PASSAGE SHOWN:
-*-

Following from the comments recently by billionaire Warren Buffet and renowned economist World Nouriel Rubini on the many problems with Bitcoin, many insiders are currently asking themselves, “is Bitcoin the black swan or just one of the many white swans?”
The “black swan theory“, proposed by the Lebanese epistemologist and trader Nassim Nicholas Taleb, refers to unexpected events of great magnitude and consequences, and their dominant role in history. These events, considered extremely divergent from the norm, collectively play a much more important role than the mass of ordinary events.
Taleb believes that the black swan theory has specific empirical and statistical properties which he calls “the fourth quadrant”. The Taleb problem is related to the cognitive limitations of the decision-making process. These limitations are two: philosophical (mathematical) and empirical (human prejudices). The philosophical problem is related to the scarcity of knowledge available at the time of the analysis of rare events as these do not appear in the statistical samples of the past. In the fourth quadrant, knowledge is uncertain and the consequences are enormous.

-*-

RECORDED INFORMATION:
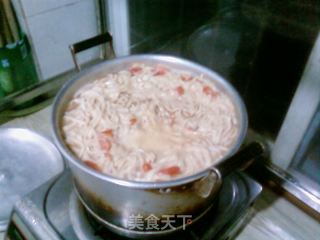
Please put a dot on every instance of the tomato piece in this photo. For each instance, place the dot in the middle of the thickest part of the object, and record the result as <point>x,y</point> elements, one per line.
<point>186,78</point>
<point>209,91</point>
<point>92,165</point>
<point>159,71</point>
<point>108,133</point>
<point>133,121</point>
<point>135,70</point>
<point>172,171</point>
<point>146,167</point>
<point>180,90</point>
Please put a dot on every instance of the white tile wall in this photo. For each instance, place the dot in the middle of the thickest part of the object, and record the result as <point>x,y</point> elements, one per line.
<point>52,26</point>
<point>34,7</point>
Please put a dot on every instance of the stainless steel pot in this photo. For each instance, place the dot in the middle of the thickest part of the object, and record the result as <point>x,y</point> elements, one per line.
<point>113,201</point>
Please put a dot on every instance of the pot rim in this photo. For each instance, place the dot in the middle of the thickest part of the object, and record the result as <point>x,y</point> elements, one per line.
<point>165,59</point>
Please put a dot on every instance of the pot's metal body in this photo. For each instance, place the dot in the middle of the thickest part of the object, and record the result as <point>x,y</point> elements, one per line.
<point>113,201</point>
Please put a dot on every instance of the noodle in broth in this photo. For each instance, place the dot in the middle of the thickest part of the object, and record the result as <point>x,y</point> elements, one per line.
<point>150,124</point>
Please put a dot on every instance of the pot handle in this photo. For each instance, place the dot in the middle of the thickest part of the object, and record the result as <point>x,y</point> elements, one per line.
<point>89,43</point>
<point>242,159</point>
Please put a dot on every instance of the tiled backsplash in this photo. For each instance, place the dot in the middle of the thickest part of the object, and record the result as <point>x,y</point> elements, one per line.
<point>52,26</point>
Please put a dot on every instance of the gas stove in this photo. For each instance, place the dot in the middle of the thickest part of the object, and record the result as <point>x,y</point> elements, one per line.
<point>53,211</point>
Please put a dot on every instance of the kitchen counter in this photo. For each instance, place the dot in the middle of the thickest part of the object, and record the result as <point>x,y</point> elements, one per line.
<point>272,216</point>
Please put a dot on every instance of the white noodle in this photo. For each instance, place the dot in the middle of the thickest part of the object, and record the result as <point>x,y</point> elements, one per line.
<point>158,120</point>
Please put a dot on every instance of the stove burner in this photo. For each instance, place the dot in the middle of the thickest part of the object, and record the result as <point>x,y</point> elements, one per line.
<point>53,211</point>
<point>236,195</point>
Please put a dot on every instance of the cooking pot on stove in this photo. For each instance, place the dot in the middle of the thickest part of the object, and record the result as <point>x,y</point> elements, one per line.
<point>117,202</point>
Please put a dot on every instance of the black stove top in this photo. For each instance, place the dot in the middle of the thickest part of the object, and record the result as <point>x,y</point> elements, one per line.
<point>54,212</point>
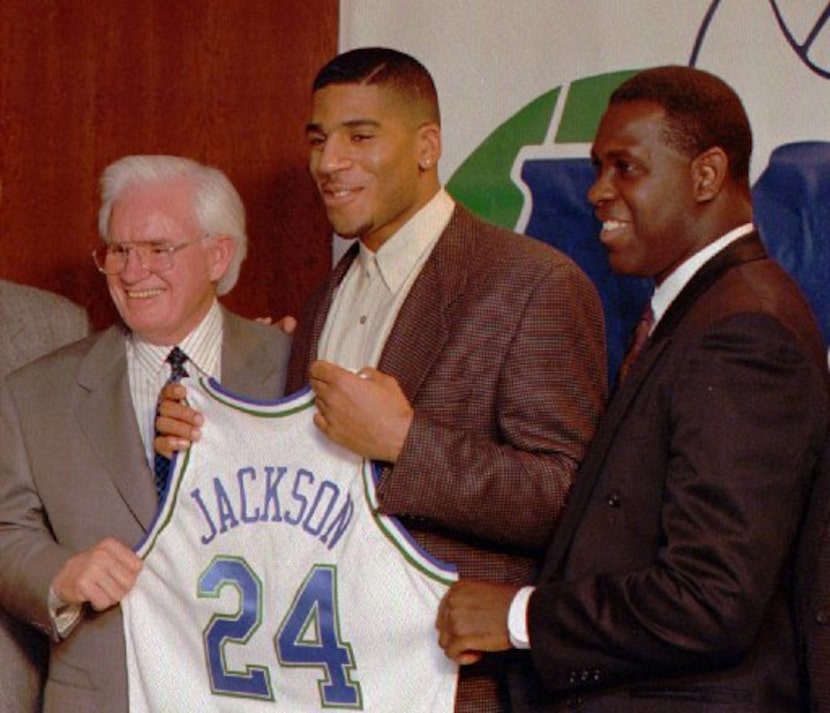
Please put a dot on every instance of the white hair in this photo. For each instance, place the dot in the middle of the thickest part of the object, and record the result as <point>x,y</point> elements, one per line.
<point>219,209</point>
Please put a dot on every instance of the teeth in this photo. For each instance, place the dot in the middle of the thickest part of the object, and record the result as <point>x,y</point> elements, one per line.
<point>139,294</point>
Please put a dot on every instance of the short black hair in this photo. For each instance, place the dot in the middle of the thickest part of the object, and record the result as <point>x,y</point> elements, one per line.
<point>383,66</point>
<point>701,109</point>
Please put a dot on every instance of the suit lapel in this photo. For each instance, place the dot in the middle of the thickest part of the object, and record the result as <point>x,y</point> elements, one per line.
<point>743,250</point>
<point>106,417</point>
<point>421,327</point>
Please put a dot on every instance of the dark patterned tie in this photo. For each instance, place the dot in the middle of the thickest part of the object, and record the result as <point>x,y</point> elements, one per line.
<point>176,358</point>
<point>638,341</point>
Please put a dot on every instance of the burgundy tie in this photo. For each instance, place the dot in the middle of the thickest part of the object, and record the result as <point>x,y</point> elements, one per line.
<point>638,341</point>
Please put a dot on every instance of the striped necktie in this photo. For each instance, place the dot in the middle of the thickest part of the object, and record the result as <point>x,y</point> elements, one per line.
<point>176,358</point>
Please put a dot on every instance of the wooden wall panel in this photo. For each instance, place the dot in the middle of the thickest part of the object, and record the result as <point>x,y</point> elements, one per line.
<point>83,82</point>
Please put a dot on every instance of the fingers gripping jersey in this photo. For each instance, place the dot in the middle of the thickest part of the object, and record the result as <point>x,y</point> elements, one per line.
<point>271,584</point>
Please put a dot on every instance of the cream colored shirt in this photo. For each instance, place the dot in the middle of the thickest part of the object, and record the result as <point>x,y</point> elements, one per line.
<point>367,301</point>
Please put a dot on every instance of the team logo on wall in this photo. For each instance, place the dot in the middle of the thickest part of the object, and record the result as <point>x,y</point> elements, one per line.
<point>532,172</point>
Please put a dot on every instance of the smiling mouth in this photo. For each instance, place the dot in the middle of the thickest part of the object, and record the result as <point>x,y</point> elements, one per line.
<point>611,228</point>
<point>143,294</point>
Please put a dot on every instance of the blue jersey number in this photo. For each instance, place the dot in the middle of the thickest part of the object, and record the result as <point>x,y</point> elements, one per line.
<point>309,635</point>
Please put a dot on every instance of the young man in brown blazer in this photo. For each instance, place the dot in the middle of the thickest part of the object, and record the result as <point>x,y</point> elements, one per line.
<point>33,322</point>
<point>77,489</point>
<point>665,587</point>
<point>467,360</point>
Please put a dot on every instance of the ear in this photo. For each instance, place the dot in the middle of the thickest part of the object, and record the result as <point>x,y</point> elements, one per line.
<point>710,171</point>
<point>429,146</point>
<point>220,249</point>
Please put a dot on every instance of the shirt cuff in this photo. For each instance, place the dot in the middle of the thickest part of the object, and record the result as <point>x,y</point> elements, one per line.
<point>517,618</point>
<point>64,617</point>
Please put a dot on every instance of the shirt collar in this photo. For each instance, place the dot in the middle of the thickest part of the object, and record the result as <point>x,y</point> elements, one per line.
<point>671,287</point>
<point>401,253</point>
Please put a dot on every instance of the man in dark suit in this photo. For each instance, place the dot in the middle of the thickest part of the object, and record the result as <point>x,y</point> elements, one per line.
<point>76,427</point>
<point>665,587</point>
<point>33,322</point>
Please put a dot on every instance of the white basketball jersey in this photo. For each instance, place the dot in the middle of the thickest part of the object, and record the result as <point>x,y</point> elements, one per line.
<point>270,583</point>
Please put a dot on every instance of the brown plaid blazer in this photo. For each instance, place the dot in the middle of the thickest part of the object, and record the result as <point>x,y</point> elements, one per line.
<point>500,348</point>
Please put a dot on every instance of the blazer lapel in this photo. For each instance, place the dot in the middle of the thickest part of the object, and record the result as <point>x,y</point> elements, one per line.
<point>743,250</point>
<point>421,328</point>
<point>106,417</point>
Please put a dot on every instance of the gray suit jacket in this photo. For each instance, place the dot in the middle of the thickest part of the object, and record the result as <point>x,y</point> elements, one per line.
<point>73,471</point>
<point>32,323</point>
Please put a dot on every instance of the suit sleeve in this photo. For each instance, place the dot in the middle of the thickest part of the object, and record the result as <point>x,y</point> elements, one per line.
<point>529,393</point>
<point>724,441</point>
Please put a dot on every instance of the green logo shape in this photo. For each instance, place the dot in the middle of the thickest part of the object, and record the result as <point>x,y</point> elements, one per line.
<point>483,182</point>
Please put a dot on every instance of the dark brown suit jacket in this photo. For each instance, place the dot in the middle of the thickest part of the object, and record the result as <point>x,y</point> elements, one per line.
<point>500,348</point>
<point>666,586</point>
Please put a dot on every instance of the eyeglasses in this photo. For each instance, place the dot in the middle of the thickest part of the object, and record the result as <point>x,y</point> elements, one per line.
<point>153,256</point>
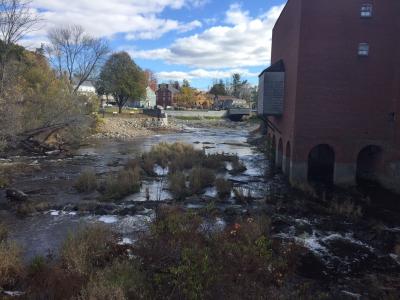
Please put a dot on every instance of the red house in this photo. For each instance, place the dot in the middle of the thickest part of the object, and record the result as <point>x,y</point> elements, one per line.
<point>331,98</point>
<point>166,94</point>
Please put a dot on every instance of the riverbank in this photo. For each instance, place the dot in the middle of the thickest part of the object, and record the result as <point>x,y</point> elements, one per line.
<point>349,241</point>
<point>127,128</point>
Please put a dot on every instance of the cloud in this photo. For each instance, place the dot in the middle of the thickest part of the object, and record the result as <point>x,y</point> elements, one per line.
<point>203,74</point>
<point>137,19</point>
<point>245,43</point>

-*-

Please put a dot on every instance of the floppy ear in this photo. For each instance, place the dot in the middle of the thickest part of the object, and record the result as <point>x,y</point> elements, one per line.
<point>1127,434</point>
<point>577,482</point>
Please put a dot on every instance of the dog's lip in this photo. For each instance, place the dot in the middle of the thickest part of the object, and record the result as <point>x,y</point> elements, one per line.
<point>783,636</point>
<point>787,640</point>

-*-

ACTIVITY 1: Return the black swan passage from "Following from the" to "of ordinary events.", copied word for word.
ACTIVITY 2: In the black swan passage, what name does Taleb give to the specific empirical and statistical properties of the theory?
ACTIVITY 3: Extend the black swan passage, beginning after its final sentence.
The items bear no relation to the black swan passage.

WRITTEN REPLY 1:
Following from the comments recently by billionaire Warren Buffet and renowned economist World Nouriel Rubini on the many problems with Bitcoin, many insiders are currently asking themselves, “is Bitcoin the black swan or just one of the many white swans?”
The “black swan theory“, proposed by the Lebanese epistemologist and trader Nassim Nicholas Taleb, refers to unexpected events of great magnitude and consequences, and their dominant role in history. These events, considered extremely divergent from the norm, collectively play a much more important role than the mass of ordinary events.

WRITTEN REPLY 2: The fourth quadrant.

WRITTEN REPLY 3:
Now, unlike the black swan, white swans are predictable and intuitive. In a sense reassuring. It is these white swans that large investors and economists such as Buffet and Rubini tend to focus on and trust.
Perhaps, after all, in spite of the great Bitcoin supporters, the cryptocurrency born from a mysterious character who has since disappeared into thin air, has become over time, like many other assets, a normal white swan. This may partly be a consequence of the creeping assimilation of crypto to the world of traditional finance (bitcoin-based futures, large companies like JP Morgan evaluating Bitcoin investment options, etc.).
The world has somehow already changed Bitcoin from what it once was. Traditional finance is now so engaged with this currency that governments are now regulating the phenomenon, recognizing its value or even creating their very own “state cryptocurrencies”.
At the same time tech giants such as Ten Cent and Facebook have begun to build parallel coins to be spent globally among subscribers to their web platforms.
Bitcoin has created new professional skills: developers, traders, lawyers, tax consultants, notaries have invested part of their time to understand the phenomenon, study it and try to provide useful contributions up to the legislative level to support this financial revolution.
But it also jeopardized the savings of many inexperienced consumers who, attracted by the growth in the value of the cryptocurrency or, worse, simply felt into the trap of many scammers, have lost most, if not all, of their savings.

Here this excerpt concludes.